SUPREMA CORTE DI CASSAZIONE
SEZIONE LAVORO
Sentenza 26 febbraio 2009, n. 4652
Svolgimento del processo
Il
Tribunale di Napoli, in accoglimento della domanda proposta da I.A.,
F.F. e C.G. nei confronti della datrice di lavoro Poste Italiane
s.p.a., dichiarava l’illegittimità del provvedimento, in data 8
febbraio 1999, col quale i lavoratori erano stati adibiti a nuove
mansioni e condannava la suddetta società alla reintegrazione degli
stessi nelle mansioni precedentemente svolte o in altre equivalenti
nonchè al risarcimento del danno professionale liquidato in un importo
pari ad un mese di retribuzione per ogni mese di adibizione a mansioni
non equivalenti.
La Corte d’appello di Napoli accoglieva
parzialmente il gravame proposto da Poste Italiane s.p.a. e per
l’effetto, in parziale riforma della sentenza impugnata, condannava la
Poste Italiane s.p.a. al risarcimento dei danni subiti dai lavoratori
da quantificarsi per I.A. … omissis … per C.G. e F. F. nel 100%
della retribuzione mensile … omissis … solo per i primi tre anni
dal 8.2.99 e nella misura del 50% della detta retribuzione mensile per
il periodo successivo fino alla data della presente sentenza.
Rilevava
in primo luogo che dovevano considerarsi provate, in quanto
tardivamente contestate, le mansioni svolte dagli appellanti fino al 8
febbraio 1999 ed incontestate le nuove mansioni agli stessi assegnate
dopo la suddetta data. Riteneva che dal confronto delle suddette
mansioni fosse emersa in modo palese la dequalificazione professionale
atteso che le nuove mansioni, di tipo meramente esecutivo, non
corrispondevano alla professionalità acquisita in precedenza dai
lavoratori ed anzi non erano nemmeno riconducibili all’area operativa
nella quale gli stessi erano inquadrati. Affermava poi che il suddetto
comportamento aziendale non poteva trovare giustificazione in esigenze
tecnico-organizzative atteso che tali esigenze possono legittimare solo
un mutamento di mansioni equivalenti ma non certo l’adibizione a
mansioni inferiori.

- _Materiale fornito_:
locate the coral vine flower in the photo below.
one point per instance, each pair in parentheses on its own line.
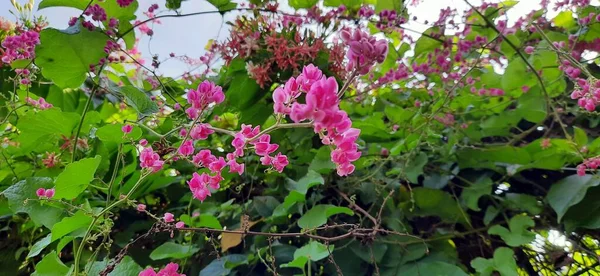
(151,160)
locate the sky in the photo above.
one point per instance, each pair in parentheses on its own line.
(190,35)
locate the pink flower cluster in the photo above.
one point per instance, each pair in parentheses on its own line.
(587,94)
(124,3)
(322,109)
(39,103)
(96,12)
(168,270)
(207,93)
(150,160)
(364,50)
(45,193)
(592,163)
(20,46)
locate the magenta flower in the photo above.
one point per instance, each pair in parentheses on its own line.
(127,128)
(168,217)
(201,132)
(151,160)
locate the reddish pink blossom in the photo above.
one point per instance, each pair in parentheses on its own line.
(279,162)
(124,3)
(187,148)
(151,160)
(201,132)
(127,128)
(168,217)
(51,160)
(235,167)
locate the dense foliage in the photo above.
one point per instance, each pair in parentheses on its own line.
(326,139)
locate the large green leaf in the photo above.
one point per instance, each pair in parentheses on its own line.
(20,197)
(319,214)
(50,265)
(171,250)
(76,177)
(111,8)
(40,131)
(65,56)
(569,191)
(138,100)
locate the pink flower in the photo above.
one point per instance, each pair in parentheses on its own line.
(310,74)
(249,132)
(235,167)
(49,193)
(127,128)
(204,157)
(124,3)
(148,271)
(239,142)
(51,160)
(279,162)
(201,132)
(151,160)
(41,192)
(187,148)
(168,217)
(263,147)
(198,186)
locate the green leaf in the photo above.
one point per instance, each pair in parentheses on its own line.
(314,251)
(393,5)
(319,214)
(126,267)
(265,205)
(50,265)
(302,4)
(432,202)
(19,193)
(209,221)
(44,128)
(503,262)
(65,56)
(569,191)
(471,194)
(564,20)
(37,248)
(70,224)
(171,250)
(518,233)
(111,8)
(311,179)
(113,133)
(223,5)
(414,168)
(299,262)
(76,177)
(138,100)
(580,137)
(515,75)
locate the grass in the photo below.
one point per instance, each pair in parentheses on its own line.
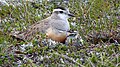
(97,22)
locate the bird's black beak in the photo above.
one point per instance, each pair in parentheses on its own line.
(71,15)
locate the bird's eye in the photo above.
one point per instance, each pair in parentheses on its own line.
(61,11)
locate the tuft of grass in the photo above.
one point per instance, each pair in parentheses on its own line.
(97,22)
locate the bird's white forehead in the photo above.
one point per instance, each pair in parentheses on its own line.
(58,10)
(67,10)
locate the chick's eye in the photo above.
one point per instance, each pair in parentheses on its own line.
(61,11)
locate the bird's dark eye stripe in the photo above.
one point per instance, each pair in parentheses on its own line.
(61,11)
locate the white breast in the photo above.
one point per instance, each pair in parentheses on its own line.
(67,25)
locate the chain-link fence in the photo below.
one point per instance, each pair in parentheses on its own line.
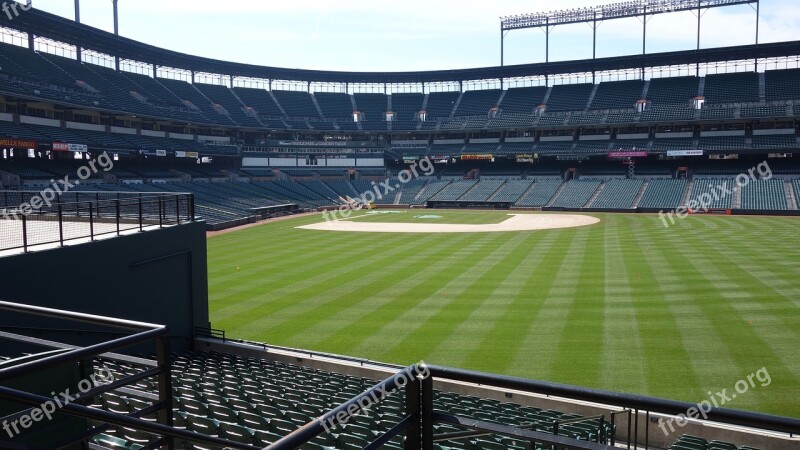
(27,219)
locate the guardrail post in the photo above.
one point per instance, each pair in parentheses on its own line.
(141,218)
(414,428)
(165,386)
(91,222)
(555,433)
(427,413)
(61,224)
(191,207)
(25,233)
(116,205)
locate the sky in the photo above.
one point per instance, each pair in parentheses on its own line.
(411,35)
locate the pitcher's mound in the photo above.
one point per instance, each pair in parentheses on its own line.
(517,222)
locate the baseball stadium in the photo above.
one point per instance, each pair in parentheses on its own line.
(595,253)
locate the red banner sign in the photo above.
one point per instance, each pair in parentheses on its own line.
(18,143)
(633,154)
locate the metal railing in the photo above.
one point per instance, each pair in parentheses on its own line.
(631,413)
(164,434)
(27,221)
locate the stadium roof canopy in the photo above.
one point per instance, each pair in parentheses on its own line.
(57,28)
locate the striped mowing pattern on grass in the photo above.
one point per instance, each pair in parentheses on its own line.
(626,305)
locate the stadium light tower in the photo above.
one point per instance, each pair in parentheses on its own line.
(644,10)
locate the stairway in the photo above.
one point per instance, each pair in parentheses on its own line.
(791,199)
(458,102)
(688,193)
(596,194)
(736,202)
(498,191)
(558,192)
(640,195)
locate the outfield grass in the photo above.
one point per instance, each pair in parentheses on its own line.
(625,305)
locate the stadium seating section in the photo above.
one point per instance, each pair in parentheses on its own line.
(253,401)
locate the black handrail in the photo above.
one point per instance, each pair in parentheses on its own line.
(631,401)
(125,212)
(346,410)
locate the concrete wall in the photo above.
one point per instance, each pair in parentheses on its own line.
(156,276)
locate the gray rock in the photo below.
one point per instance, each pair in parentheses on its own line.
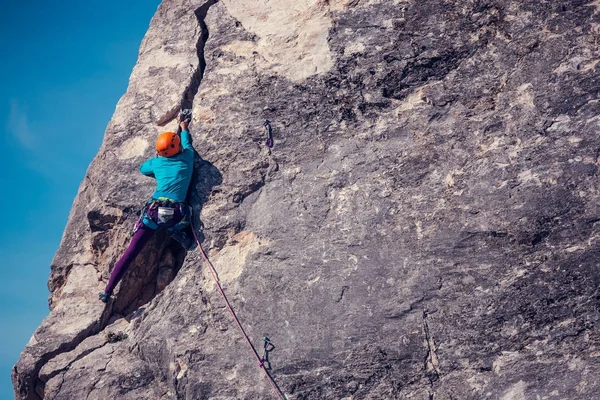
(425,227)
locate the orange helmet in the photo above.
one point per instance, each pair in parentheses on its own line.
(167,144)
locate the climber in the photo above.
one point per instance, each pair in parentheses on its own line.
(172,168)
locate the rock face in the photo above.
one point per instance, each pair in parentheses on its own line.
(427,225)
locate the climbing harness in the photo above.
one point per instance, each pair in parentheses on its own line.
(267,125)
(186,113)
(261,360)
(160,213)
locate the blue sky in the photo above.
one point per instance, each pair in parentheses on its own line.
(64,66)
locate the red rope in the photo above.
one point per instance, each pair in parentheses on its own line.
(235,318)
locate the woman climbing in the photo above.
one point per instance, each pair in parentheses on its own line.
(172,168)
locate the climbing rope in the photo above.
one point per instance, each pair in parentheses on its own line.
(261,360)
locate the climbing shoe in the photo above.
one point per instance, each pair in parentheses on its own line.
(187,242)
(104,297)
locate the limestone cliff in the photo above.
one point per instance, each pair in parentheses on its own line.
(427,225)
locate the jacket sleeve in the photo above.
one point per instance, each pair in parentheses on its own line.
(147,168)
(186,140)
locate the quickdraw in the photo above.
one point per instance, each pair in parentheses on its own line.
(267,346)
(267,124)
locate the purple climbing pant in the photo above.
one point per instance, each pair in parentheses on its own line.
(142,234)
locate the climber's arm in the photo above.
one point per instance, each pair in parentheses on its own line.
(186,138)
(147,168)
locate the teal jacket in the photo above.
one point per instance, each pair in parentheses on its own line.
(173,174)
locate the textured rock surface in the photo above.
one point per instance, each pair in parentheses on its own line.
(426,226)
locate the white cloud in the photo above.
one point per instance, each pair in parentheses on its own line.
(18,126)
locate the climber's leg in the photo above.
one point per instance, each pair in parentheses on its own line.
(139,239)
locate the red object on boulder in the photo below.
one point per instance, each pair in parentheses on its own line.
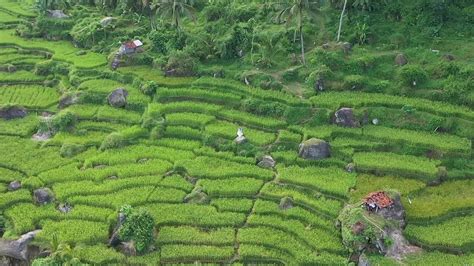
(378,200)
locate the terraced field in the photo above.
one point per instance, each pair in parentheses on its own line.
(179,140)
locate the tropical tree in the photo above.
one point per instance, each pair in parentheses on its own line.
(43,5)
(297,10)
(174,10)
(340,21)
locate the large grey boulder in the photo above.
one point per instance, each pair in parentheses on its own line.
(314,149)
(43,196)
(19,248)
(12,112)
(118,98)
(267,162)
(401,60)
(106,21)
(345,117)
(14,185)
(286,203)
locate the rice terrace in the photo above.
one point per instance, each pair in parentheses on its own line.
(236,132)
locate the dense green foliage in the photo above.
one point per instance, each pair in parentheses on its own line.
(206,69)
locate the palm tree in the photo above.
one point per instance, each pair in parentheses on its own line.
(340,21)
(174,9)
(43,5)
(296,9)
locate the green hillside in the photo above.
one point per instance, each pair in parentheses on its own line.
(155,174)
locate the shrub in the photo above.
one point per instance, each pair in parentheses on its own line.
(290,74)
(412,75)
(138,227)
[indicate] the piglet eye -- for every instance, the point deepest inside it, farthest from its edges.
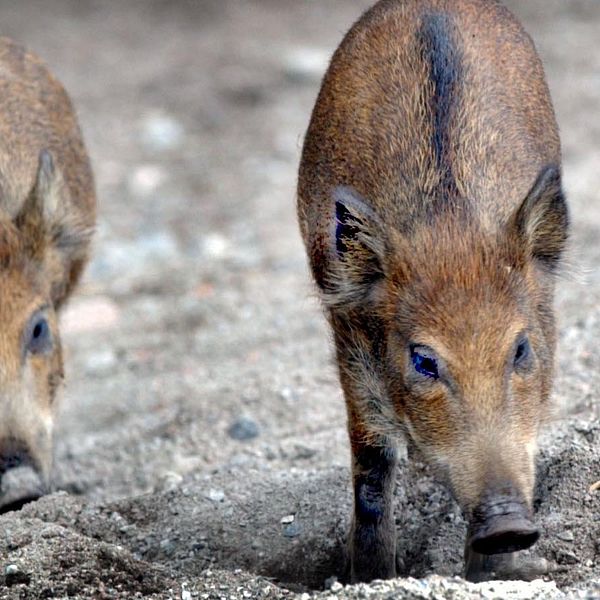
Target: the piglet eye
(39, 337)
(424, 364)
(522, 353)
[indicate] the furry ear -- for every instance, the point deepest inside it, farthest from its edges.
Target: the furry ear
(542, 220)
(52, 226)
(357, 249)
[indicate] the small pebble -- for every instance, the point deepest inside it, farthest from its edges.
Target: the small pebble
(216, 495)
(243, 429)
(291, 530)
(566, 536)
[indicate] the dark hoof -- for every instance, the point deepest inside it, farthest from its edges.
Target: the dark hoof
(20, 486)
(501, 527)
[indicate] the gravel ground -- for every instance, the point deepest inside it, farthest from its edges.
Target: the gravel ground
(201, 450)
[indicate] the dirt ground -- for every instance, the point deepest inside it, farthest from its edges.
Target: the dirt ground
(201, 450)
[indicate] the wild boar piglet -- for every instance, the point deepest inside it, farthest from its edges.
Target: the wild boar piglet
(47, 215)
(431, 208)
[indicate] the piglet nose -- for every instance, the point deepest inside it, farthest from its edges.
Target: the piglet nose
(500, 525)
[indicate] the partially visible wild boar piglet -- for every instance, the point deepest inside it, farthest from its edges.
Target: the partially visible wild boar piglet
(47, 214)
(430, 204)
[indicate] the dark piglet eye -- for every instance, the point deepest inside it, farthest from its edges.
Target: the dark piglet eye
(39, 338)
(423, 364)
(522, 353)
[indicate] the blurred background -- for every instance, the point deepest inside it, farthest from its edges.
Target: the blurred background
(196, 341)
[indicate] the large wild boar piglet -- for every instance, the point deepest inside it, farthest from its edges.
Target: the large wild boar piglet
(430, 204)
(47, 215)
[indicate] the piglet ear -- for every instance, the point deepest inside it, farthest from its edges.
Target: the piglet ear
(357, 250)
(542, 220)
(52, 226)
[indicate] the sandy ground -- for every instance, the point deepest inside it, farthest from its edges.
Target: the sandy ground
(202, 405)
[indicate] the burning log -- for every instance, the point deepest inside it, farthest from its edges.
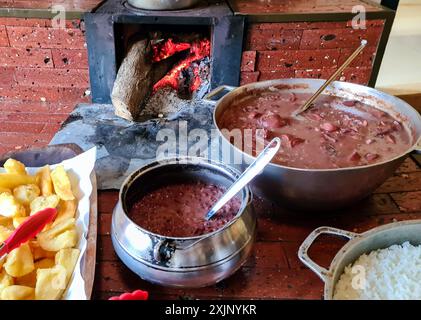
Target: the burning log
(133, 82)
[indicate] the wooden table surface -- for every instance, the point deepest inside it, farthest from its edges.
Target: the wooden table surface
(273, 271)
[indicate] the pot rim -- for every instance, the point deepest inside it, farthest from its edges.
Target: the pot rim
(245, 201)
(329, 284)
(415, 146)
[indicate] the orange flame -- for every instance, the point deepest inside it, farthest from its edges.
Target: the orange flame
(162, 51)
(198, 50)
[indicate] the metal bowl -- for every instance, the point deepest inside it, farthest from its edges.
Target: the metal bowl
(162, 4)
(377, 238)
(321, 189)
(182, 262)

- _Consegna esercizio_:
[1] Puoi riscrivere sotto forma di elenco il paragrafo della sentenza che inizia con «Il Tribunale di Napoli», conservandone i fatti principali?
[2] Puoi scrivere il seguito della sentenza sul cambio di mansioni dei dipendenti di Poste Italiane, partendo dopo l'ultima frase riportata?

- _Soluzioni in ordine_:
[1]
- Il Tribunale di Napoli accoglie la domanda di I.A., F.F. e C.G. contro la datrice di lavoro Poste Italiane s.p.a.
- Dichiara illegittimo il provvedimento dell'8 febbraio 1999 con cui i lavoratori erano stati adibiti a nuove mansioni.
- Condanna la società a reintegrarli nelle mansioni svolte in precedenza o in altre equivalenti.
- La condanna inoltre a risarcire il danno professionale, liquidato in un mese di retribuzione per ogni mese di adibizione a mansioni non equivalenti.

[2]
Con riferimento alla richiesta di condanna
al risarcimento dei danni derivanti dal demansionamento, riteneva che
l’esistenza e l’entità del danno potessero desumersi in via presuntiva
tenuto conto anche della durata della dequalificazione e dell’anzianità
dei lavoratori, e procedeva pertanto ad una determinazione del danno in
via equitativa. In particolare affermava che l’avvenuto demansionamento
non poteva aver avuto la medesima incidenza lesiva per tutto il
periodo; ed infatti con il trascorrere del tempo il progressivo
processo di adattamento del lavoratore alla nuova situazione lavorativa
aveva certamente determinato una diminuuizione del danno.
Per la
cassazione della sentenza propone ricorso Poste Italiane s.p.a.
affidato a due motivi; i lavoratori resistono con controricorso; le
parti hanno depositato memoria illustrativa.
Motivi della decisione
1.
Preliminarmente deve osservarsi che in corso di causa è stato
depositato un verbale di conciliazione in sede sindacale fra Poste
Italiane s.p.a. e I.A. concernente la controversia in esame.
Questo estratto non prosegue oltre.